- What is required -
Which lines in the entries below contain the word "white"? Show each of them in full.

>> start

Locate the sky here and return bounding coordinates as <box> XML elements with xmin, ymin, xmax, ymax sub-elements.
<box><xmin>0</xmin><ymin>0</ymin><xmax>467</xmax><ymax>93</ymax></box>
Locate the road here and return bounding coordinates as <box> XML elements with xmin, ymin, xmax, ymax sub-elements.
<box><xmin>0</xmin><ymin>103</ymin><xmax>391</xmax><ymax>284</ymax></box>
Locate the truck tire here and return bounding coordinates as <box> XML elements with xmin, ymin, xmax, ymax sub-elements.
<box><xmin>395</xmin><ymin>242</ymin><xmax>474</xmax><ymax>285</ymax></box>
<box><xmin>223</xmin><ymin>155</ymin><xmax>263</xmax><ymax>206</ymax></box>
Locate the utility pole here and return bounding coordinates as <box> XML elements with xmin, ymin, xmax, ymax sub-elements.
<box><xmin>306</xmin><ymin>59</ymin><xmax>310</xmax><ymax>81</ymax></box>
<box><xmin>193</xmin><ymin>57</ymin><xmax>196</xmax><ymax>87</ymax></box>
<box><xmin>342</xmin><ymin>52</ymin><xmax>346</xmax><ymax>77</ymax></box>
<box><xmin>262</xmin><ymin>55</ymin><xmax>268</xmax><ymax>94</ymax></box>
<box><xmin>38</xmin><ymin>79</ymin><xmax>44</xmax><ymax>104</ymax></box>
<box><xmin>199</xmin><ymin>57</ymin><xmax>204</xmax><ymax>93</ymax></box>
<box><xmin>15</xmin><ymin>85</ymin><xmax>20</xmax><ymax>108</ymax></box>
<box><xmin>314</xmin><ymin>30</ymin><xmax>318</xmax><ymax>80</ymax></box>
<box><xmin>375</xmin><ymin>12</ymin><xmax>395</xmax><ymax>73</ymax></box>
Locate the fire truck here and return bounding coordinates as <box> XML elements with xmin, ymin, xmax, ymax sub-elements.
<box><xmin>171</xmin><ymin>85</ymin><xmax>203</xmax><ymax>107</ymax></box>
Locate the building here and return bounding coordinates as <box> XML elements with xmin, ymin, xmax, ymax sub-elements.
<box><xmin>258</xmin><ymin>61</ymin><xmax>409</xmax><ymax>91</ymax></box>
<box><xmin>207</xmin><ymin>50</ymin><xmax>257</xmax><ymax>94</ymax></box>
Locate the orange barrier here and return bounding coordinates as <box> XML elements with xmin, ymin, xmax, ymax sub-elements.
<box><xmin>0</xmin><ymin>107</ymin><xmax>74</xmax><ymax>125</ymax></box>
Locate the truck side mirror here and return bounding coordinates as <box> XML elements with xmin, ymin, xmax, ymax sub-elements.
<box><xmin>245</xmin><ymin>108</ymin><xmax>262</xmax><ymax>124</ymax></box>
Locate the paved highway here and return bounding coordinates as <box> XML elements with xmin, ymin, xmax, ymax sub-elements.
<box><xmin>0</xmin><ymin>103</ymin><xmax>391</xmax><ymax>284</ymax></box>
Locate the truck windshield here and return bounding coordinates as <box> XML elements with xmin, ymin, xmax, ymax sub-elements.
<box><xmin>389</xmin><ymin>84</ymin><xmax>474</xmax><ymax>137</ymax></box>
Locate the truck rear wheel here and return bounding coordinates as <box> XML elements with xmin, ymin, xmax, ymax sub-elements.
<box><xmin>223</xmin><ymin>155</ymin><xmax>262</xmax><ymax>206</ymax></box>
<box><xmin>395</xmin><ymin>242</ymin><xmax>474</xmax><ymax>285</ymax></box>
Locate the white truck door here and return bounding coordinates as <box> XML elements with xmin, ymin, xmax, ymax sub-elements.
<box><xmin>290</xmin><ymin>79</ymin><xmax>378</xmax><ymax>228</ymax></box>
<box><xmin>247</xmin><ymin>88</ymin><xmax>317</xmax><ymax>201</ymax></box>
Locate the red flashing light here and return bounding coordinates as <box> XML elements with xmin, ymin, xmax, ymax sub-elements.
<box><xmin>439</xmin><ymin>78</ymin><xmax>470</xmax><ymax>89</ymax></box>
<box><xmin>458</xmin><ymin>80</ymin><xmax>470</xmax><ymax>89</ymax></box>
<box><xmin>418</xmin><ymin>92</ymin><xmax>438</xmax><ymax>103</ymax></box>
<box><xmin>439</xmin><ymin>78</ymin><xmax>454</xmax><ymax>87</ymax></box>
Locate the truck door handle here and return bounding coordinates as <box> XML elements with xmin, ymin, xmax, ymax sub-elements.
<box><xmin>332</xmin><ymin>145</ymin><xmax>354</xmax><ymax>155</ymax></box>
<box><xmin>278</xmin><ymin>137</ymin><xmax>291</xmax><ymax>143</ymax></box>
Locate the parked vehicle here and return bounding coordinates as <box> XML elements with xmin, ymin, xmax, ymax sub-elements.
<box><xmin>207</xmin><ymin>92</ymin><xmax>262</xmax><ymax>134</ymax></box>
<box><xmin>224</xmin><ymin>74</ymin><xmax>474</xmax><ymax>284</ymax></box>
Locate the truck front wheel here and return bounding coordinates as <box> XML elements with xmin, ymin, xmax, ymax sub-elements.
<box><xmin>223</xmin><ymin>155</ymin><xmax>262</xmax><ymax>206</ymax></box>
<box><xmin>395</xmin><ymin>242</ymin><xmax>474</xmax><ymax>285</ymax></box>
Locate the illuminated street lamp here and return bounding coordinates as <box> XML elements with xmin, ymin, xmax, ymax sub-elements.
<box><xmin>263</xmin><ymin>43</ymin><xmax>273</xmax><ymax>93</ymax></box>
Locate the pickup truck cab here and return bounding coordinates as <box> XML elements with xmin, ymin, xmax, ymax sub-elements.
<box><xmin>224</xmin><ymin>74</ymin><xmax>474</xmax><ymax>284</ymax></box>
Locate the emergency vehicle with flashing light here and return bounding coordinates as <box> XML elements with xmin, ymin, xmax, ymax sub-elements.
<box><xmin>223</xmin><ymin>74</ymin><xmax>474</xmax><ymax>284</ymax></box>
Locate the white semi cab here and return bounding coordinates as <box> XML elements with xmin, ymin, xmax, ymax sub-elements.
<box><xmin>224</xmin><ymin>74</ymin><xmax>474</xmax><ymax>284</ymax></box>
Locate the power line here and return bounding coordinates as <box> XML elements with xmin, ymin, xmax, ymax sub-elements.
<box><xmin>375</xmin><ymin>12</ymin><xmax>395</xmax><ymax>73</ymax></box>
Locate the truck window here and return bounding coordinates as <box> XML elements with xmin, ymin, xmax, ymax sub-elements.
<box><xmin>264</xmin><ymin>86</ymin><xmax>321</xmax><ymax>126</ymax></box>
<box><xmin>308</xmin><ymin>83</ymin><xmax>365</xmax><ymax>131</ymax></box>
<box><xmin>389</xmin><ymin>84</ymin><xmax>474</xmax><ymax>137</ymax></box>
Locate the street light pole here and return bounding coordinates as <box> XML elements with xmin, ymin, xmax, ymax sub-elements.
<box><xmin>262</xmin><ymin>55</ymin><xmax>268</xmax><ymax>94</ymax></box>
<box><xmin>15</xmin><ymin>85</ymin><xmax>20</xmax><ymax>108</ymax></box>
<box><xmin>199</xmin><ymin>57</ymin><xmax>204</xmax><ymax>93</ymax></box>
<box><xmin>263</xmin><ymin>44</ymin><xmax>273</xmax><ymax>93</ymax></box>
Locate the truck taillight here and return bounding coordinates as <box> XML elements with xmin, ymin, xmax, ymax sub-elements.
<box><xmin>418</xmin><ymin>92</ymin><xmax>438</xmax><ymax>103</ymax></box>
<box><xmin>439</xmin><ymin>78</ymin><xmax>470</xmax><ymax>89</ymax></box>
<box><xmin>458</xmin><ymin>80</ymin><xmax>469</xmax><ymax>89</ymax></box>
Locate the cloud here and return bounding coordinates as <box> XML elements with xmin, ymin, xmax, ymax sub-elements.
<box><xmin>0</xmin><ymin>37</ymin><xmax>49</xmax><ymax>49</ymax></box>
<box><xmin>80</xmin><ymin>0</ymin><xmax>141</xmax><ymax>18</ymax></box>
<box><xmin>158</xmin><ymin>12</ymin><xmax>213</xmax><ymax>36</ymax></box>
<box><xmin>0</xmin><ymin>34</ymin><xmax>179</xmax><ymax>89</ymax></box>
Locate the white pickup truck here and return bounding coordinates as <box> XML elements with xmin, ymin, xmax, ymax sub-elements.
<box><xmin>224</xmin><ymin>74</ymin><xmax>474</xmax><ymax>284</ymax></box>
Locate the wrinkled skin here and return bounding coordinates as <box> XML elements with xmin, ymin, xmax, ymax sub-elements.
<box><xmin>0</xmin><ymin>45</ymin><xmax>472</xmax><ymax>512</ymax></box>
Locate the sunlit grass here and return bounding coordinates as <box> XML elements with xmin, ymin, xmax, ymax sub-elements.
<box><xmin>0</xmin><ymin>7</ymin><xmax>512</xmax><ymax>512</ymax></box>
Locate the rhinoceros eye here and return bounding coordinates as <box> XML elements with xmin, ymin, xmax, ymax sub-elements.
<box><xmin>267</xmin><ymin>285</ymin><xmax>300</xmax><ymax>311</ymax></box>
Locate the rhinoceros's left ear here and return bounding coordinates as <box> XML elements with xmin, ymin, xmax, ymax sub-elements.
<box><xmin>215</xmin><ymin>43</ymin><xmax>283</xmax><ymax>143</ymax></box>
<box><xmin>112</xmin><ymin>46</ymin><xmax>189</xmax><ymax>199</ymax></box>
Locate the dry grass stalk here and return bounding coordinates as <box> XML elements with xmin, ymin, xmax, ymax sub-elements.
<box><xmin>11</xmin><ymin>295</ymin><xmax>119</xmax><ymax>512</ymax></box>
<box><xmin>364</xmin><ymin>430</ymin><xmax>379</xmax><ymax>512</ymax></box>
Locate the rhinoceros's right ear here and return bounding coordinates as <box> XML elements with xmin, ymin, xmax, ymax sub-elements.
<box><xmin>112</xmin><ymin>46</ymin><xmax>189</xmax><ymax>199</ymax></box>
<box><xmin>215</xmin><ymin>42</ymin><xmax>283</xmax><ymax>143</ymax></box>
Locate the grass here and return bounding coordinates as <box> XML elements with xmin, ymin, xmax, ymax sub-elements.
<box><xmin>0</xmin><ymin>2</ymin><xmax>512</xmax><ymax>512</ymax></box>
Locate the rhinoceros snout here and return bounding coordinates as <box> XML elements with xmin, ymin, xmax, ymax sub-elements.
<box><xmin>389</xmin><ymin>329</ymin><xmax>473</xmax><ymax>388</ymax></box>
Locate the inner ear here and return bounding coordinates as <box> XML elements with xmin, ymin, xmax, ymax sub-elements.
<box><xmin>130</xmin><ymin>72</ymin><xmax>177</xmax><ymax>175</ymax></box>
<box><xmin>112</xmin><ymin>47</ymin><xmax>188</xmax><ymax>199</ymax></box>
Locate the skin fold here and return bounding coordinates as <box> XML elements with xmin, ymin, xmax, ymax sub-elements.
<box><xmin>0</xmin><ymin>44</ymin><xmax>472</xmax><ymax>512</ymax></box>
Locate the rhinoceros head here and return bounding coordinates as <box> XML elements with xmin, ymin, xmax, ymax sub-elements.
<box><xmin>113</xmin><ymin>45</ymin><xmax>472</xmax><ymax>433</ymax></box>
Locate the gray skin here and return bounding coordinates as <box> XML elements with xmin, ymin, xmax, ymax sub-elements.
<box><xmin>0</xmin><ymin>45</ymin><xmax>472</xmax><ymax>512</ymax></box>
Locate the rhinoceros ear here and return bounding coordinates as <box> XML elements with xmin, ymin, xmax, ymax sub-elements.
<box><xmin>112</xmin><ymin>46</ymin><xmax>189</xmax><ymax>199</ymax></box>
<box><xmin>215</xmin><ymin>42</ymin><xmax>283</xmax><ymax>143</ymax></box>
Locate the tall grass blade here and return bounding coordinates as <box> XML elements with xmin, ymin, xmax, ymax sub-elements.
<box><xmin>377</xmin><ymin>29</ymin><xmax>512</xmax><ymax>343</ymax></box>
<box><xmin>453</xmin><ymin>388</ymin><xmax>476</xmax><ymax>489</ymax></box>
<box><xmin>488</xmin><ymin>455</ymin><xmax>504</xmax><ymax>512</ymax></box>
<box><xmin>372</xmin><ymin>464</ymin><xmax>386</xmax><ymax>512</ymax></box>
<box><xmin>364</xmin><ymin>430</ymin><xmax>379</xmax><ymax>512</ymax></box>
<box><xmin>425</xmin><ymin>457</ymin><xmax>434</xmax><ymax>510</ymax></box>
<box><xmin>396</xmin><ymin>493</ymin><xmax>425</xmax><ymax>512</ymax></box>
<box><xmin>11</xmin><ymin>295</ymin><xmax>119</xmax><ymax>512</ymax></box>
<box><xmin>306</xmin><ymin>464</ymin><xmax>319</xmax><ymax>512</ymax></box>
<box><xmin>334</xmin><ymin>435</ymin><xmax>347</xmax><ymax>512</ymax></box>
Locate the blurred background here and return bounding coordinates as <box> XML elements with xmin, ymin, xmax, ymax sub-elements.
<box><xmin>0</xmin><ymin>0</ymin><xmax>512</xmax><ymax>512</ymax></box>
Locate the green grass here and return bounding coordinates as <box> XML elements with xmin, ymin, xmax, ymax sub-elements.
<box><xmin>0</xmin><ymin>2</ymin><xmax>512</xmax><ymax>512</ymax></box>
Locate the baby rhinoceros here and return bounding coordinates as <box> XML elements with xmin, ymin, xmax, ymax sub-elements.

>> end

- Answer to the exercise -
Locate the white truck door here and return bounding coordinates as <box> XML elements with xmin, ymin, xmax, ymax sub-elements.
Locate the white semi cab here and return bounding coordinates as <box> XML elements with xmin, ymin, xmax, ymax sub-elements.
Locate the white pickup truck here and return bounding coordinates as <box> XML elements with xmin, ymin, xmax, ymax sub-elements.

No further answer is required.